→ Directive A: Pick out every line of the records that contains the word "sometimes", matching case exactly.

→ Page extract:
[Start of Attachment]
2013 Ruling 2013-0492731R3 - qualifying disposition -mutual fund trust

elimination of REIT subtrust through s. 107.4 transfer to new "in house" MFT and s. 132.2 merger of MFT into REIT

The elimination of the subtrust of an open-end listed mutual fund trust (the "Fund") was to be accomplished by the subtrust transferring its assets (being units of subsidiary real estate partnerships and the shares of the GPs thereof) under s. 107.4 to a newly-formed subsidiary unit trust ("MFT") of the REIT, with a small percentage of MFT's units then being distributed to the REIT unitholders in order to qualify MFT as a mutual fund trust. MFT then will be merged into the REIT under s. 132.2.

See detailed summary under s. 107.4(1).
[End of Attachment]
→ Directive B:
Answer these questions from the ruling summary above, marking each answer the same way.
(i) Under which section does the subtrust transfer its assets to MFT?
(ii) Under which section will MFT be merged into the REIT?
(iii) Why is a small percentage of MFT's units distributed to the REIT unitholders?

Items listed in a dataset:
[Start of Attachment]
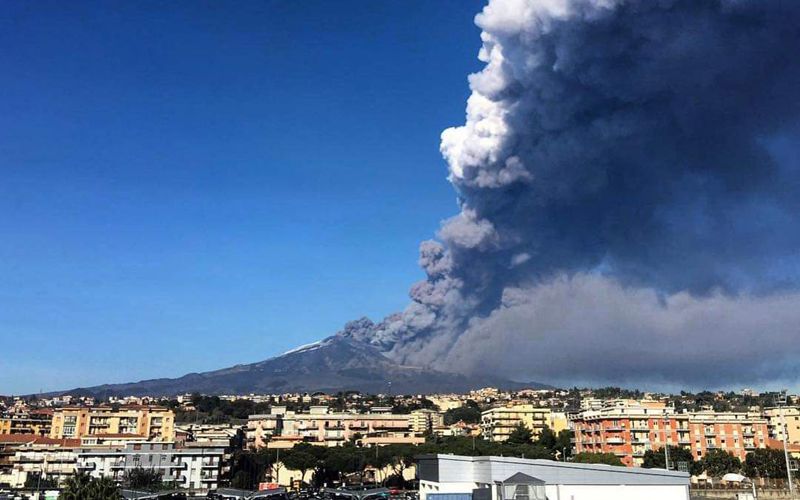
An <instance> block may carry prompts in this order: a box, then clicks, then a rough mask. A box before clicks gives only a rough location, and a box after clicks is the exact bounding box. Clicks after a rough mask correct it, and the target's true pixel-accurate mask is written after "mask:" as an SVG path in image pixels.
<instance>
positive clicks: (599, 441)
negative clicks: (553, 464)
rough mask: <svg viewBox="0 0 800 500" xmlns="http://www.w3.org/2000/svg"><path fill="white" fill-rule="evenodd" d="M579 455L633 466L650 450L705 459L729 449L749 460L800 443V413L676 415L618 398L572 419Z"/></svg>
mask: <svg viewBox="0 0 800 500" xmlns="http://www.w3.org/2000/svg"><path fill="white" fill-rule="evenodd" d="M570 426H571V428H572V430H573V432H574V439H573V443H574V449H575V451H576V452H577V453H582V452H586V453H613V454H614V455H616V456H617V457H619V458H620V460H621V461H622V462H623V463H624V464H626V465H628V466H639V465H641V464H642V460H643V458H644V454H645V452H646V451H648V450H657V449H663V447H664V446H665V445H666V446H677V447H682V448H685V449H687V450H690V451H691V453H692V456H693V457H694V459H695V460H700V459H702V458H703V456H705V455H706V454H707V453H708V452H709V451H711V450H724V451H727V452H729V453H731V454H732V455H734V456H736V457H738V458H739V459H741V460H744V458H745V455H746V454H747V453H748V452H750V451H753V450H755V449H758V448H767V447H781V446H783V440H784V437H785V438H786V441H787V443H788V444H790V445H791V444H800V411H799V410H798V409H797V408H767V409H764V410H762V411H753V412H714V411H710V410H705V411H696V412H676V411H675V409H674V408H672V407H669V406H667V405H666V404H665V403H664V402H661V401H647V400H645V401H636V400H617V401H611V402H607V403H606V404H605V405H604V406H602V407H600V408H593V409H587V410H584V411H581V412H578V413H575V414H572V415H570Z"/></svg>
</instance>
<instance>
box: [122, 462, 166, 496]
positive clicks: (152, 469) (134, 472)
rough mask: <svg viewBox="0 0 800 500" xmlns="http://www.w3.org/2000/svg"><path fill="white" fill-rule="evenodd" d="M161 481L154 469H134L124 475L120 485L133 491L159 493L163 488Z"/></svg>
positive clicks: (160, 475) (129, 470)
mask: <svg viewBox="0 0 800 500" xmlns="http://www.w3.org/2000/svg"><path fill="white" fill-rule="evenodd" d="M163 479H164V478H163V477H162V476H161V474H159V473H158V472H156V471H155V470H154V469H144V468H142V467H136V468H133V469H131V470H129V471H127V472H126V473H125V475H124V476H123V478H122V484H124V485H125V487H126V488H130V489H133V490H146V491H159V490H161V489H163V487H164V485H163Z"/></svg>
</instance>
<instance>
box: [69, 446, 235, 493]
mask: <svg viewBox="0 0 800 500" xmlns="http://www.w3.org/2000/svg"><path fill="white" fill-rule="evenodd" d="M224 455H225V447H223V446H198V447H187V448H176V447H175V444H174V443H167V442H139V443H128V444H127V445H125V446H123V447H119V448H113V447H100V448H81V449H80V450H79V451H78V453H77V470H79V471H81V472H85V473H88V474H90V475H91V476H93V477H97V478H100V477H110V478H112V479H114V480H115V481H121V480H122V479H123V478H124V476H125V473H126V472H127V471H130V470H131V469H136V468H144V469H152V470H155V471H156V472H158V473H159V474H161V475H162V477H163V482H164V483H166V484H170V485H173V486H175V487H176V488H182V489H187V490H192V491H200V492H202V491H208V490H210V489H215V488H218V487H219V485H220V480H221V478H222V468H223V465H224Z"/></svg>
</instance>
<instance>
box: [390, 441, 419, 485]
mask: <svg viewBox="0 0 800 500" xmlns="http://www.w3.org/2000/svg"><path fill="white" fill-rule="evenodd" d="M415 452H416V447H414V446H411V445H407V444H394V445H390V446H389V456H391V465H392V472H393V476H394V477H395V478H397V481H396V483H397V484H398V485H399V486H400V487H403V488H404V487H405V483H406V480H405V477H404V473H405V471H406V469H408V468H409V467H411V466H412V465H414V453H415Z"/></svg>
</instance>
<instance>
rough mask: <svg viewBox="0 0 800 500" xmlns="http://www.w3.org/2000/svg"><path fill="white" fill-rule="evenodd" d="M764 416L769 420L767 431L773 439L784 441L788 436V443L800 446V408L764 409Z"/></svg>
mask: <svg viewBox="0 0 800 500" xmlns="http://www.w3.org/2000/svg"><path fill="white" fill-rule="evenodd" d="M763 414H764V418H766V419H767V430H768V432H769V437H770V438H771V439H774V440H776V441H783V437H784V434H786V441H787V442H788V443H790V444H800V408H797V407H796V406H787V407H781V408H764V412H763ZM784 429H785V432H784Z"/></svg>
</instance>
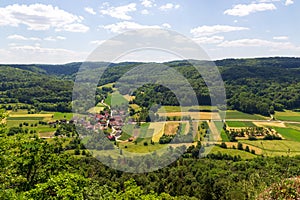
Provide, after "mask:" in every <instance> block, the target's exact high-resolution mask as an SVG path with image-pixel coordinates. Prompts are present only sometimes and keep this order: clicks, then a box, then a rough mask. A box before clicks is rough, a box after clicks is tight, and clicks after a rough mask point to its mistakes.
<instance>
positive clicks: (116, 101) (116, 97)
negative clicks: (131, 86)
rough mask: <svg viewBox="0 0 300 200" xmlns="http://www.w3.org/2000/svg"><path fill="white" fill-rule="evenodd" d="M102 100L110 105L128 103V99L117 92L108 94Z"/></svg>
mask: <svg viewBox="0 0 300 200" xmlns="http://www.w3.org/2000/svg"><path fill="white" fill-rule="evenodd" d="M104 102H105V103H106V104H108V105H110V106H120V105H122V104H128V101H127V100H126V99H125V98H124V97H123V96H122V95H121V94H120V93H119V92H114V93H112V94H109V95H108V96H107V98H106V99H105V100H104Z"/></svg>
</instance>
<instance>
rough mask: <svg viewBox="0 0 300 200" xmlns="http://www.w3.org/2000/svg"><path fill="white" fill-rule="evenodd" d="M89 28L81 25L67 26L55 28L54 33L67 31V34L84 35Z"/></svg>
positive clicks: (73, 25) (88, 29)
mask: <svg viewBox="0 0 300 200" xmlns="http://www.w3.org/2000/svg"><path fill="white" fill-rule="evenodd" d="M89 29H90V28H89V27H88V26H85V25H83V24H79V23H77V24H68V25H65V26H64V27H63V29H60V28H57V29H55V31H69V32H77V33H85V32H87V31H88V30H89Z"/></svg>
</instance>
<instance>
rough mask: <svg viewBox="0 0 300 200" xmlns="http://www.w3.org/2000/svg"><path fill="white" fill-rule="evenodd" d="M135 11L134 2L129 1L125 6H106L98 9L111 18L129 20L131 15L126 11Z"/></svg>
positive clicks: (129, 11)
mask: <svg viewBox="0 0 300 200" xmlns="http://www.w3.org/2000/svg"><path fill="white" fill-rule="evenodd" d="M133 11H136V4H135V3H130V4H128V5H125V6H119V7H108V8H107V9H103V10H100V13H101V14H102V15H108V16H111V17H113V18H117V19H123V20H131V19H132V17H131V16H129V15H128V13H130V12H133Z"/></svg>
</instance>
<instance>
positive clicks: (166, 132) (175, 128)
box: [164, 122, 179, 135]
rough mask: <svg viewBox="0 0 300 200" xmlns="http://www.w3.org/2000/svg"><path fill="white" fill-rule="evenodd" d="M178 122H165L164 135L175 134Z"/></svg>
mask: <svg viewBox="0 0 300 200" xmlns="http://www.w3.org/2000/svg"><path fill="white" fill-rule="evenodd" d="M178 126H179V122H168V123H166V124H165V128H164V133H165V134H166V135H175V134H176V133H177V130H178Z"/></svg>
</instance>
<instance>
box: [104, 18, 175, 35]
mask: <svg viewBox="0 0 300 200" xmlns="http://www.w3.org/2000/svg"><path fill="white" fill-rule="evenodd" d="M162 27H170V25H169V24H166V23H165V24H163V25H161V26H159V25H142V24H138V23H136V22H129V21H123V22H118V23H115V24H109V25H105V26H101V28H104V29H106V30H109V31H111V32H113V33H123V32H125V31H129V30H137V29H144V28H162Z"/></svg>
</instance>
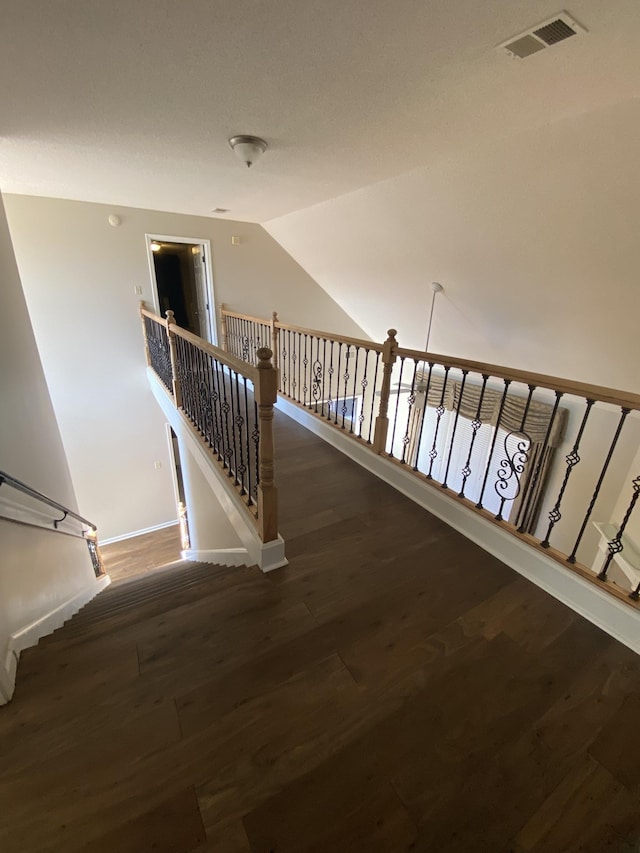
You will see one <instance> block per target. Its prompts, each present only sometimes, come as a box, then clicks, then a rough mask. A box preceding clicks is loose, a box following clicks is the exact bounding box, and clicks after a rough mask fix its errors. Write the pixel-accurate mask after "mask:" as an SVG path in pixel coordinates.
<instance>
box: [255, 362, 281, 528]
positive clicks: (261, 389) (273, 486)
[End of Attachment]
→ Written answer A:
Provide, after "mask:" in every <instance> block, the target's exact high-resolution mask as an SVG path with image-pixel coordinates. Prompts are present only sometimes and keep this order: clicks, then a box, then a rough mask. A box before clicks is rough, a box after clicks is tight, and clicks after a rough mask point to its mistakes.
You will see one <instance> block per target. Its prompts, each present only sometimes, come as a box, then clicks, then a rough mask. A box preceding clicks is loose, a box following clicks is the exact bounding box, and clicks after a rough mask fix its errors. Write the pixel-accurate mask after "mask:" as an SVG path in pixel coordinates.

→ Written answer B:
(i) s. 107.4
(ii) s. 132.2
(iii) To qualify MFT as a mutual fund trust.